_WHAT YOU SHOULD DO_
Only the lines from the start of the entries up to and including the line with "Given the scene above, your job is to locate the blurred" should be written out, exactly as they stand.
#### MATERIAL FOR THIS TASK ####
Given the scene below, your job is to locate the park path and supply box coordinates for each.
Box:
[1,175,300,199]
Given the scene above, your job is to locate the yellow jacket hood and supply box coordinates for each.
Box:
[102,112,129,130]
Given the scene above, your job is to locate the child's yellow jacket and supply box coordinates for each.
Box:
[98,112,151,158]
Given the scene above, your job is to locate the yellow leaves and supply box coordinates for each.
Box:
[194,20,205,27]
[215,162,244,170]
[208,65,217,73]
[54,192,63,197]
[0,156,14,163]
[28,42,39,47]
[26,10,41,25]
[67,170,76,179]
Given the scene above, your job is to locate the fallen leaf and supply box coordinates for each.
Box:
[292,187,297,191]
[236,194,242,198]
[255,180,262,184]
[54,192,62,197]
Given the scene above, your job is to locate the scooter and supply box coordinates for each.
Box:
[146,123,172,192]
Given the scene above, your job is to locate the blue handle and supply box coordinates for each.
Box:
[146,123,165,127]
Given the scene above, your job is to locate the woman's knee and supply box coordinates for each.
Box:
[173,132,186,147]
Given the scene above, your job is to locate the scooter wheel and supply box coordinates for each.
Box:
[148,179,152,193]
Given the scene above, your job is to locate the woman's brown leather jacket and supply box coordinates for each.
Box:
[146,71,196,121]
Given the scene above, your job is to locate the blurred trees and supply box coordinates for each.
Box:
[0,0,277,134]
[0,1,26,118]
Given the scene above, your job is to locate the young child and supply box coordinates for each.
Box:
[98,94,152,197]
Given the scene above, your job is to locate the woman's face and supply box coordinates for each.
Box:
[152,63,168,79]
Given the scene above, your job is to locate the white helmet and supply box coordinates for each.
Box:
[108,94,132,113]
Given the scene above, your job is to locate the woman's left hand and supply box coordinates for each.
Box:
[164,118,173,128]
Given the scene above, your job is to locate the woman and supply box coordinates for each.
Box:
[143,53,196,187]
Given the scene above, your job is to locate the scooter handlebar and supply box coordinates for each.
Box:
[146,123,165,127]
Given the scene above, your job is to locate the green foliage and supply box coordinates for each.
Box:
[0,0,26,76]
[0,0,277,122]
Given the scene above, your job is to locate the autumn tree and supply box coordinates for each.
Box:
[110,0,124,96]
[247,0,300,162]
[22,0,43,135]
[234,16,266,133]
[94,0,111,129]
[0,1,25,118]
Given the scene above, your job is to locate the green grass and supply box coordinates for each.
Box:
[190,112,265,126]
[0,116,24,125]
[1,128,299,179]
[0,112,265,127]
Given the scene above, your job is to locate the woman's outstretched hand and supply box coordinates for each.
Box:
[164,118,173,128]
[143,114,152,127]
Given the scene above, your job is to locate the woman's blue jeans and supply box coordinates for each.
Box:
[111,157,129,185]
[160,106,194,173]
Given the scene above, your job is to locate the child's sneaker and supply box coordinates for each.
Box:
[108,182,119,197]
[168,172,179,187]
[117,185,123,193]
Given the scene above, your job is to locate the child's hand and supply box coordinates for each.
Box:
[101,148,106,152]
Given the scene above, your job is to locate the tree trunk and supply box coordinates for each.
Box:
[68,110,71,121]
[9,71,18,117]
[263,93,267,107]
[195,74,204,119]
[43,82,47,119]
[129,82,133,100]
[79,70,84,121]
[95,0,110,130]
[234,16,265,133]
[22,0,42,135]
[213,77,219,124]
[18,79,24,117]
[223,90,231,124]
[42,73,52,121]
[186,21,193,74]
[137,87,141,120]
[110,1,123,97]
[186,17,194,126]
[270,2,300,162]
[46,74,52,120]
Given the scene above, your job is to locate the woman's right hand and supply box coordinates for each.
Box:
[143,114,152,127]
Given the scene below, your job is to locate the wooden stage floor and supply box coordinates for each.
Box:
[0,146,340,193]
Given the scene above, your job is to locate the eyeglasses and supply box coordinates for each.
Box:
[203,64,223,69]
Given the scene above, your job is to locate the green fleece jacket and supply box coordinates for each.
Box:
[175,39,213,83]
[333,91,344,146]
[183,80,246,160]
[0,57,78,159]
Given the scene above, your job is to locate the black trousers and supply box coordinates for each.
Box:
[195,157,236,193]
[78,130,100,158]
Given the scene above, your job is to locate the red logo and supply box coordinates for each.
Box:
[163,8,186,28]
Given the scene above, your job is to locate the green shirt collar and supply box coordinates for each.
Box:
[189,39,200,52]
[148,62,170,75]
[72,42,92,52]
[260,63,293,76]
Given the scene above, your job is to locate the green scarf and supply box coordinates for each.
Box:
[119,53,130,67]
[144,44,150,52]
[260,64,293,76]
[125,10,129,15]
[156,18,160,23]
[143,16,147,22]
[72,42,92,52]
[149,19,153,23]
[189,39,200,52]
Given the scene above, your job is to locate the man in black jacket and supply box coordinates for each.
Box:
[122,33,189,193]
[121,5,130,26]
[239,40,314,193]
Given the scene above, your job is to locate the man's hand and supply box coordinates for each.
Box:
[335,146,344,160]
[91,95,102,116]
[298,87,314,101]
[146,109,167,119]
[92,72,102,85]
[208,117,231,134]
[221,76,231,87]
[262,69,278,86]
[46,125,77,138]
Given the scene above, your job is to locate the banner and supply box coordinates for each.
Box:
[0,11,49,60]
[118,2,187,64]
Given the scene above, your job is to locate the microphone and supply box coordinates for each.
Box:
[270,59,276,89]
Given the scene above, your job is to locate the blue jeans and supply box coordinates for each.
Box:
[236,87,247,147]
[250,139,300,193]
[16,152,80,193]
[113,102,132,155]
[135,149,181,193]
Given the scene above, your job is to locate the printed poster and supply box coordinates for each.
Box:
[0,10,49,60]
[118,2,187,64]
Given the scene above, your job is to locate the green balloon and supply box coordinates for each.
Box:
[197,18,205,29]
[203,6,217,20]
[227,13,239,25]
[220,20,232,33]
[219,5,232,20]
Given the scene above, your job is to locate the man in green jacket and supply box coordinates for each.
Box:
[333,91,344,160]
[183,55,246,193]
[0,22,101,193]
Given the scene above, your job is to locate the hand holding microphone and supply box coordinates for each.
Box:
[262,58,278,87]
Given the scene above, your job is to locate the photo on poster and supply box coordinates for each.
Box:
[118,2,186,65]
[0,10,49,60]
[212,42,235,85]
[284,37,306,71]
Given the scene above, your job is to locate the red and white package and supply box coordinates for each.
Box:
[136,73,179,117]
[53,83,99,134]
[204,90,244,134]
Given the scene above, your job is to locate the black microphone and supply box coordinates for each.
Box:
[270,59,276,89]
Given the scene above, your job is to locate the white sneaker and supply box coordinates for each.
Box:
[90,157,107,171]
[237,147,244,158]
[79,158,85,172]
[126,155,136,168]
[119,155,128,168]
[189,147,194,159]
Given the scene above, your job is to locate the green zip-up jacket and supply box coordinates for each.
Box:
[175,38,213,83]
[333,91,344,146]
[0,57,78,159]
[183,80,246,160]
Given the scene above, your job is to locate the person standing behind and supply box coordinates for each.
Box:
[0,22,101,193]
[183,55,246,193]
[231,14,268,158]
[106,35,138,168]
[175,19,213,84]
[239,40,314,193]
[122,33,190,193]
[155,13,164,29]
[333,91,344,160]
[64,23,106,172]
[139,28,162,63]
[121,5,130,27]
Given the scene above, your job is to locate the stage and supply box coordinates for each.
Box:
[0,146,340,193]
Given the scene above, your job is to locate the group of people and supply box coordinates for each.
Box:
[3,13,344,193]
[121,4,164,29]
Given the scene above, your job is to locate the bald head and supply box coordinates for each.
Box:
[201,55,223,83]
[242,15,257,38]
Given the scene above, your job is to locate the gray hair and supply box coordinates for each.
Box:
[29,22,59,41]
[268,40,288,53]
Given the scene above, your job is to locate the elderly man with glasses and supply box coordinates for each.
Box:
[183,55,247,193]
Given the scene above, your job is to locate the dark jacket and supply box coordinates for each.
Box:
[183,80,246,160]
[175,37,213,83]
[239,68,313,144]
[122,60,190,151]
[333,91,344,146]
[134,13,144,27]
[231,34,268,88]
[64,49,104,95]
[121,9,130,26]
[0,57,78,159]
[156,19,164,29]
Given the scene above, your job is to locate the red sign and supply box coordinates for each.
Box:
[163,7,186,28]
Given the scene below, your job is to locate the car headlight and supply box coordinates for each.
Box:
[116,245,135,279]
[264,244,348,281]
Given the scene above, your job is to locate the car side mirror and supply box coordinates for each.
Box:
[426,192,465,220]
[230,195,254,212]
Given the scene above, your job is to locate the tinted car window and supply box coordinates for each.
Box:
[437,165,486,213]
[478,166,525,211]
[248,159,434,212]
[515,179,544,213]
####
_PROBLEM SOLUTION_
Given the scene below, your job is to locate the park path and supply box coordinates for each.
Box:
[1,175,300,199]
Given the scene above, your job is to locate the yellow jacket hood and supply box coordinates for each.
Box:
[102,112,129,130]
Given the scene above, your job is to locate the child's yellow jacket and supply box coordinates for each.
Box:
[98,112,151,158]
Given the scene above, your job is to locate the yellow leaves and supply box coordinates for each.
Box:
[194,20,205,27]
[215,162,244,170]
[208,65,217,73]
[54,192,63,197]
[0,156,14,163]
[28,42,39,47]
[26,10,41,25]
[67,170,76,179]
Given the scene above, your job is to locate the fallen leaf and supply box coordinates for each.
Box:
[292,187,297,191]
[236,194,242,198]
[255,180,262,184]
[54,192,62,197]
Given the scene above, your job is to locate the scooter and supply box coordinates for each.
Box:
[146,123,172,192]
Given the scene above, your job is to locate the blue handle and supply box coordinates for each.
Box:
[146,123,165,127]
Given the scene above, your job is to locate the woman's knee and supply box coordinates for each.
Box:
[173,132,186,147]
Given the scene above, your job is to locate the scooter wheel and supply box coordinates for each.
Box:
[148,179,152,193]
Given the scene above, your job is to locate the woman's brown leather jacket and supply box coordinates for each.
Box:
[146,71,196,121]
Given the scene above, your job is to locate the blurred trees and supply box coordinates for each.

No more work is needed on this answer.